- [Tâche à réaliser 1]:
Répondez aux questions suivantes à partir du texte sur les aides auditives.
(a) Selon le texte, que restent avant tout les débruiteurs ?
(b) Quel moyen reste le plus efficace pour améliorer le rapport signal/bruit ?
(c) Dans quels deux buts peut-on adapter la sensibilité des microphones ?
- [Tâche à réaliser 2]: Reformulez plus brièvement le paragraphe du texte sur les aides auditives qui commence par « On dispose aujourd'hui ». Conservez-en les faits principaux.
- [Tâche à réaliser 3]: Recopiez mot pour mot le passage du texte sur les aides auditives qui s'ouvre sur les mots contenant « Depuis l’arrivée des » et se referme sur « l’origine du bruit. ».

[Texte à analyser]

Malgré toutes ces avancées, les débruiteurs restent encore avant tout un outil de confort, et c’est en ce sens là qu’ils facilitent l’écoute dans le bruit.

       

 

Les microphones adaptatifs

 

L’utilisation des microphones directionnels existe depuis de nombreuses années en audioprothèse, et reste encore le moyen le plus efficace pour améliorer le rapport signal/bruit.

 

Depuis l’arrivée des microphones directionnels adaptatifs, au fonctionnement automatique, les fabricants d’aides auditives cherchent à rendre ces systèmes plus performants et plus polyvalents.

 

On dispose aujourd’hui de plus de fiabilité dans la reconnaissance de l’environnement sonore, et donc d’une meilleure adaptabilité de la sensibilité des microphones : pour augmenter leur focalisation ou pour orienter la zone la moins sensible vers l’origine du bruit.

[/Texte à analyser]
[Extraits de données]

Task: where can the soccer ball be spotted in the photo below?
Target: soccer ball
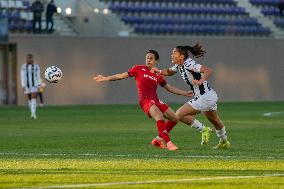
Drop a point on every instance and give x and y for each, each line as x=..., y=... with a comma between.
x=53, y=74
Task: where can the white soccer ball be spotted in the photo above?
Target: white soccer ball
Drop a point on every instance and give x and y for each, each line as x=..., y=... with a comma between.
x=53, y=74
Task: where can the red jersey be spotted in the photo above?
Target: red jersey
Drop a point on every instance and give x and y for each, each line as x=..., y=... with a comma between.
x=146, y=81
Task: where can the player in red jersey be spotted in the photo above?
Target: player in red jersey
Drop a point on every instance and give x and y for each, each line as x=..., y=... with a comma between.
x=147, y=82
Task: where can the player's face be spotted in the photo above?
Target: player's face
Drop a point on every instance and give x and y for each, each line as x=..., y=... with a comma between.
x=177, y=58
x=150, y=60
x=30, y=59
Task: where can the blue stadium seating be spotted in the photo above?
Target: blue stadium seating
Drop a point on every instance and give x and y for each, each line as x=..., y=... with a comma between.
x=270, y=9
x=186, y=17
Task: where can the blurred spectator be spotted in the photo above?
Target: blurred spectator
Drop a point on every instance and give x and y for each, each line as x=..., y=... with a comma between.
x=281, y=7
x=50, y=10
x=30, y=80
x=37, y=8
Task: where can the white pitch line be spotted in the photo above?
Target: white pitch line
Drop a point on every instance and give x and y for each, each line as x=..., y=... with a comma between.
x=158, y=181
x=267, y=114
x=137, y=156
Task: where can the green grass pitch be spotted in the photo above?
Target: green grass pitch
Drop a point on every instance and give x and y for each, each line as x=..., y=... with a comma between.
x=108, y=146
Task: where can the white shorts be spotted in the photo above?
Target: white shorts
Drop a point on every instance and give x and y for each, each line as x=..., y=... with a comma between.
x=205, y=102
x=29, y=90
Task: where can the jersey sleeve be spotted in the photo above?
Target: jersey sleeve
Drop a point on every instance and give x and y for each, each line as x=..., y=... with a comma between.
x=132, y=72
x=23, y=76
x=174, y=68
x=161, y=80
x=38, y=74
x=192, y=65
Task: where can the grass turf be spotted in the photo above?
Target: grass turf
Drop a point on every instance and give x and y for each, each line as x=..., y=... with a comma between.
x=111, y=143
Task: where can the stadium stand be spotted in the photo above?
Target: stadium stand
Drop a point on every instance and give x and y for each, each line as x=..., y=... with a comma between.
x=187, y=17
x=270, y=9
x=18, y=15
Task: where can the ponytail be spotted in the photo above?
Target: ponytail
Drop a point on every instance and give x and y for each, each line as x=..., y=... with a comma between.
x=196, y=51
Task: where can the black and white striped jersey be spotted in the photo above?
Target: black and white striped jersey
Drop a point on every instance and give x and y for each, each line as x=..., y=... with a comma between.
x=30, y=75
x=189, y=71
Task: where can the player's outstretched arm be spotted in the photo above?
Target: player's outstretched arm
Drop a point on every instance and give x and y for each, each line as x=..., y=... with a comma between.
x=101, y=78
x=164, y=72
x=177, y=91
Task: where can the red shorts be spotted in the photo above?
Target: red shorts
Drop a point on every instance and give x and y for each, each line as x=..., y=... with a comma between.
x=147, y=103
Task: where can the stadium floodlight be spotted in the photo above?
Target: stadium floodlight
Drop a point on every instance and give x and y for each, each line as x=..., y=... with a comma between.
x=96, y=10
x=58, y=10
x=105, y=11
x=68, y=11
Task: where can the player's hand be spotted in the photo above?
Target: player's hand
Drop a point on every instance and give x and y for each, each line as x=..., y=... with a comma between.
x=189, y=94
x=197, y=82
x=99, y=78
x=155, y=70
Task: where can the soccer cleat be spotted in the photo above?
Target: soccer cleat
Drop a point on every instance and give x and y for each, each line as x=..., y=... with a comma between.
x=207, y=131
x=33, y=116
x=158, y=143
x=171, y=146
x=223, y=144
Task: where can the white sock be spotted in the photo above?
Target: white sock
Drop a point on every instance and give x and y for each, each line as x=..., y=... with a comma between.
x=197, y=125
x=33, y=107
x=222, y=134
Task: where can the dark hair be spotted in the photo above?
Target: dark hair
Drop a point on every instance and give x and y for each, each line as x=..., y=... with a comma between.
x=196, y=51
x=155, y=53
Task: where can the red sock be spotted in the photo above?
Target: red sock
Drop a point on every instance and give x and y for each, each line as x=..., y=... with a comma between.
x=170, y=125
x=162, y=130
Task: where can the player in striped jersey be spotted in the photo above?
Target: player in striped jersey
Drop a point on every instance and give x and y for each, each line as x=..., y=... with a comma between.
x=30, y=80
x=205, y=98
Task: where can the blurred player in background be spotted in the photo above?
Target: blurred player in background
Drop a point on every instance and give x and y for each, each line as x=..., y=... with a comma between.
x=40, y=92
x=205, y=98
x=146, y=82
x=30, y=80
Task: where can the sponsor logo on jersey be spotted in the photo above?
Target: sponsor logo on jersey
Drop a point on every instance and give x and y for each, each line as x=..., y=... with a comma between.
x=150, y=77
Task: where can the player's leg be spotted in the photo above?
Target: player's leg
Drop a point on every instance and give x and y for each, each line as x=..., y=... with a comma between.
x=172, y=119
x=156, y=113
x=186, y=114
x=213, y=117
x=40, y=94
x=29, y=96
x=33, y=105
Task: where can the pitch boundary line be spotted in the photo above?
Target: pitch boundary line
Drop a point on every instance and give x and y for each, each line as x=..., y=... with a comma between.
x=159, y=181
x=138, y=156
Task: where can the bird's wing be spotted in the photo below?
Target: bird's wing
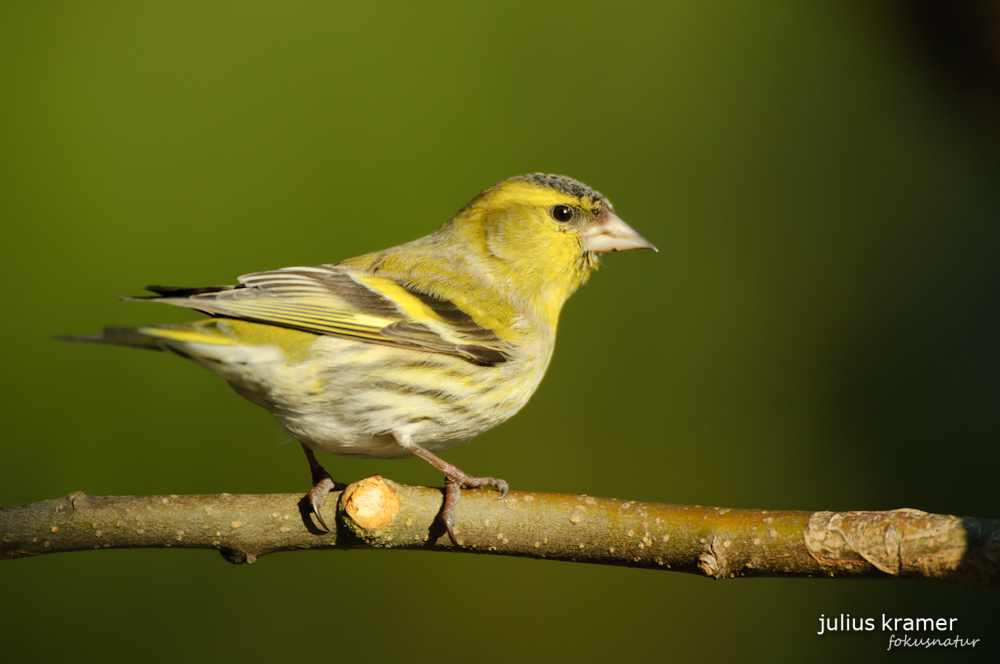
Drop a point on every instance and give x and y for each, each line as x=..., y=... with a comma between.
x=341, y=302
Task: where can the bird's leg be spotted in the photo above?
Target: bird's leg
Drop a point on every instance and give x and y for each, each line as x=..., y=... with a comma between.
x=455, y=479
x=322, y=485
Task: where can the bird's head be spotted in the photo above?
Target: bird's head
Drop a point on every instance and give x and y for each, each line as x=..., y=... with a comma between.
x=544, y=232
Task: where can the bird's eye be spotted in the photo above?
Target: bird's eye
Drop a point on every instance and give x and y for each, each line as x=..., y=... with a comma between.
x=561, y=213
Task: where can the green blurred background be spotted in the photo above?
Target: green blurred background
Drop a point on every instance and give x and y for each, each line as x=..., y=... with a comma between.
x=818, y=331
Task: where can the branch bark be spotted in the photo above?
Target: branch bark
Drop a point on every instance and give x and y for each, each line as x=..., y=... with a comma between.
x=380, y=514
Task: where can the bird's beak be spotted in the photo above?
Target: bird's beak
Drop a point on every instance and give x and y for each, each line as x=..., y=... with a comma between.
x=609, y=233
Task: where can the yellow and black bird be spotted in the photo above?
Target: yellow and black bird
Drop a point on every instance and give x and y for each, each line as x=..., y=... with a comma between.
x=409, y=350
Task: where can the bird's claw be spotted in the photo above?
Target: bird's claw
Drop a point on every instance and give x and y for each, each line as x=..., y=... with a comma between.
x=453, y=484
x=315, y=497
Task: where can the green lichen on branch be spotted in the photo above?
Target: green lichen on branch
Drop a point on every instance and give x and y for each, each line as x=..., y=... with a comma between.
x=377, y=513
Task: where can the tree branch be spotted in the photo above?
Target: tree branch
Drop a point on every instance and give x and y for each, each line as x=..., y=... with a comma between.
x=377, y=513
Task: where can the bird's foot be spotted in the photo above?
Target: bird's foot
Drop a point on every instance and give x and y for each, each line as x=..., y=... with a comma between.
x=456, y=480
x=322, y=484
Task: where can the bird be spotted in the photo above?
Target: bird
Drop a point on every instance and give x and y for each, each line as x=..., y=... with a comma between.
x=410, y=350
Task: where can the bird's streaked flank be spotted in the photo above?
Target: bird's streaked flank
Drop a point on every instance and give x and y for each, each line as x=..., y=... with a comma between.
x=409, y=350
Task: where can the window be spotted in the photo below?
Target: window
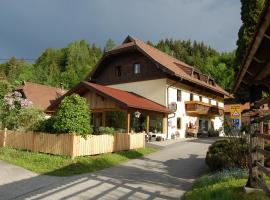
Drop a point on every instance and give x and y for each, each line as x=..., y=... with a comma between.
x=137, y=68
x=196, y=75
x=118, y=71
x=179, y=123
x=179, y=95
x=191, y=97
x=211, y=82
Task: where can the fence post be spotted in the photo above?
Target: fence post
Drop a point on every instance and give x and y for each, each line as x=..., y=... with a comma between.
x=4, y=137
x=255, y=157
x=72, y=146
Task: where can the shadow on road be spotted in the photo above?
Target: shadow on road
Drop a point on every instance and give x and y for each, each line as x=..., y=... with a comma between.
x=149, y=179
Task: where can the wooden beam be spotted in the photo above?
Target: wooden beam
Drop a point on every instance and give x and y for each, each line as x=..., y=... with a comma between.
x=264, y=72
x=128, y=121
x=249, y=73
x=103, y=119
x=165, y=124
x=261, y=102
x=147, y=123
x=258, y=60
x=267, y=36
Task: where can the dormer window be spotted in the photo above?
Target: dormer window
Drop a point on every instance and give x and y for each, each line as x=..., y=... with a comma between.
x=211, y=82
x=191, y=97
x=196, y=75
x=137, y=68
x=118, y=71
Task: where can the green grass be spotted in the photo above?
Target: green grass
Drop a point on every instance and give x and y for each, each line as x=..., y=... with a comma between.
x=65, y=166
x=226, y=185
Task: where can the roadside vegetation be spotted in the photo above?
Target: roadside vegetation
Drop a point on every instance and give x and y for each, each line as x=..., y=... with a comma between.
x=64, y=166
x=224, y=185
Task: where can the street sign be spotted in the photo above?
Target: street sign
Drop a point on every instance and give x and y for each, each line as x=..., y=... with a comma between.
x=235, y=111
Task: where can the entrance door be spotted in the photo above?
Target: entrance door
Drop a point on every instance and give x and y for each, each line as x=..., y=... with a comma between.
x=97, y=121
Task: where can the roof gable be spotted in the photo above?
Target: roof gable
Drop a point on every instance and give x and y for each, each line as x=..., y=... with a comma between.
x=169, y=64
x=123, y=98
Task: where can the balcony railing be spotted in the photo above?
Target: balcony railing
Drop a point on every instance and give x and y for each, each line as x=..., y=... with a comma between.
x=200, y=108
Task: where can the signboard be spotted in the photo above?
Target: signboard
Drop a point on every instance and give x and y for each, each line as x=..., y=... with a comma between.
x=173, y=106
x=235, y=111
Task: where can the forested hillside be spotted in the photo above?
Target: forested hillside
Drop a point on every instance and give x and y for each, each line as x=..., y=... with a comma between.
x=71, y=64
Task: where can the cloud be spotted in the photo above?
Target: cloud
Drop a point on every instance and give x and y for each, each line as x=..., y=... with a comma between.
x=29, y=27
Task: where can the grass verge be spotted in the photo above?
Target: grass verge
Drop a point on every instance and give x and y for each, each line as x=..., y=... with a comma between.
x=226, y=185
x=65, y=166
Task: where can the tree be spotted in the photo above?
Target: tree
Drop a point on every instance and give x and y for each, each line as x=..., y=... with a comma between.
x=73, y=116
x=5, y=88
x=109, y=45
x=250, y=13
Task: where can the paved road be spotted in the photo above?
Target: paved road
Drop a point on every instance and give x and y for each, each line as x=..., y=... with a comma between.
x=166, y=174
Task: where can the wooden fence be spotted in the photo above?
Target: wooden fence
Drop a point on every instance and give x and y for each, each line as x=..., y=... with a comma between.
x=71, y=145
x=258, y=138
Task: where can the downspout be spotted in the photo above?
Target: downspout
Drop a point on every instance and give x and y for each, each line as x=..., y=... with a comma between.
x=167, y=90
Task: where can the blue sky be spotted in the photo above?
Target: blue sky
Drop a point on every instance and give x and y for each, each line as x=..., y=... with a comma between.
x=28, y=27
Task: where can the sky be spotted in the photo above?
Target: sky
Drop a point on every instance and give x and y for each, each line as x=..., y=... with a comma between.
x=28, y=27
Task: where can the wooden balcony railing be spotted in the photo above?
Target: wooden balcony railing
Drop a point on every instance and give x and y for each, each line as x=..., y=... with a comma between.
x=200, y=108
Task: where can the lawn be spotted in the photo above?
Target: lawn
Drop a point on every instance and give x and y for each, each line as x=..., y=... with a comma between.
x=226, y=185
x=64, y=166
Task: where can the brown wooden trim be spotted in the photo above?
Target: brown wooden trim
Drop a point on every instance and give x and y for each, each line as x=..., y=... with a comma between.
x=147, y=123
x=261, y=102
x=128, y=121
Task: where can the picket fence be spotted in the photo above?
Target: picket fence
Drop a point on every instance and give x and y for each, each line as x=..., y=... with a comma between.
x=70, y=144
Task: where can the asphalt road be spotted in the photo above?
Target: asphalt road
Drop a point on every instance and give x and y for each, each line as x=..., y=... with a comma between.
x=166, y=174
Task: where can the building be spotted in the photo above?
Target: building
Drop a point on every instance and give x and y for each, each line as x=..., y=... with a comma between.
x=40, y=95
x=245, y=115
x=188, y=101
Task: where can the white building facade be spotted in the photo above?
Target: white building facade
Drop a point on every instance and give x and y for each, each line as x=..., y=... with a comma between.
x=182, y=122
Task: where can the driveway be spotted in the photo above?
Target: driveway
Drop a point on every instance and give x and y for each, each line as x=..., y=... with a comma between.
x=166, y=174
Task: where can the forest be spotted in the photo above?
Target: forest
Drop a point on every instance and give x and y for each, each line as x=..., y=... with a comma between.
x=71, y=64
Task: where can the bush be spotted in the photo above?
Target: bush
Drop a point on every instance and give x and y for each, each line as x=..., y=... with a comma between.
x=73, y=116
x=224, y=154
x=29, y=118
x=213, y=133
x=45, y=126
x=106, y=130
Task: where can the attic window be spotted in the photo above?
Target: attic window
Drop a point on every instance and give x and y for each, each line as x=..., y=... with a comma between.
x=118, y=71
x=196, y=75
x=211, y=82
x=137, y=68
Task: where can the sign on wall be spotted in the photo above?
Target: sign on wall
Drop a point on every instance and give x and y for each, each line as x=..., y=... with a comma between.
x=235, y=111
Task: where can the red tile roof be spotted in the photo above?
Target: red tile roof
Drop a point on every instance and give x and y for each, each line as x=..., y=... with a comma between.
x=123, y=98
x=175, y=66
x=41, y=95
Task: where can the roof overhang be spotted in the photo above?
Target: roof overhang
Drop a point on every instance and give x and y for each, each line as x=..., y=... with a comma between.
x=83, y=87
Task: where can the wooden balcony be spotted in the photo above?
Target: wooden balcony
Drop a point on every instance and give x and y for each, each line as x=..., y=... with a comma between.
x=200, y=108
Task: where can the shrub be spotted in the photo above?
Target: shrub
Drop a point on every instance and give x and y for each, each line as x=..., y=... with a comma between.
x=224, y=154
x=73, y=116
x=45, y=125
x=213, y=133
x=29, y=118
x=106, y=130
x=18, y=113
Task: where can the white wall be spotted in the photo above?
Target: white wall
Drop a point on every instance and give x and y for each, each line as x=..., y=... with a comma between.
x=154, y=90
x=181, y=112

[/Extraits de données]

- [Réponse rédigée 1]:
(a) Ils restent avant tout un outil de confort.
(b) L'utilisation des microphones directionnels.
(c) Pour augmenter leur focalisation ou pour orienter la zone la moins sensible vers l'origine du bruit.

- [Réponse rédigée 2]: La reconnaissance de l'environnement sonore est aujourd'hui plus fiable. La sensibilité des microphones s'adapte donc mieux, soit pour accroître leur focalisation, soit pour diriger leur zone la moins sensible vers la source du bruit.

- [Réponse rédigée 3]:
Depuis l’arrivée des microphones directionnels adaptatifs, au fonctionnement automatique, les fabricants d’aides auditives cherchent à rendre ces systèmes plus performants et plus polyvalents.

 

On dispose aujourd’hui de plus de fiabilité dans la reconnaissance de l’environnement sonore, et donc d’une meilleure adaptabilité de la sensibilité des microphones : pour augmenter leur focalisation ou pour orienter la zone la moins sensible vers l’origine du bruit.